## Aim of the exercise
Apart from the pictures, output all of the records exactly.

___ Given records

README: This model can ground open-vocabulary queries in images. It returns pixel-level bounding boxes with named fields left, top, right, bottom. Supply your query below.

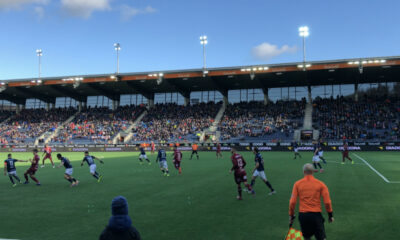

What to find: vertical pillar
left=16, top=104, right=21, bottom=114
left=307, top=85, right=312, bottom=103
left=148, top=94, right=155, bottom=108
left=112, top=100, right=120, bottom=110
left=223, top=95, right=228, bottom=107
left=354, top=83, right=359, bottom=102
left=184, top=97, right=190, bottom=106
left=46, top=103, right=50, bottom=111
left=78, top=101, right=82, bottom=112
left=263, top=88, right=269, bottom=105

______

## Finished exercise
README: This model can ground open-vocabulary queries in images. It returns pixel-level bounding boxes with named fields left, top, right, bottom. Supply your query below.


What to find: vertical pillar
left=16, top=104, right=21, bottom=114
left=307, top=85, right=312, bottom=103
left=148, top=94, right=155, bottom=108
left=112, top=100, right=120, bottom=110
left=223, top=95, right=228, bottom=107
left=354, top=83, right=359, bottom=102
left=184, top=97, right=190, bottom=106
left=46, top=103, right=50, bottom=111
left=78, top=101, right=82, bottom=112
left=263, top=88, right=269, bottom=105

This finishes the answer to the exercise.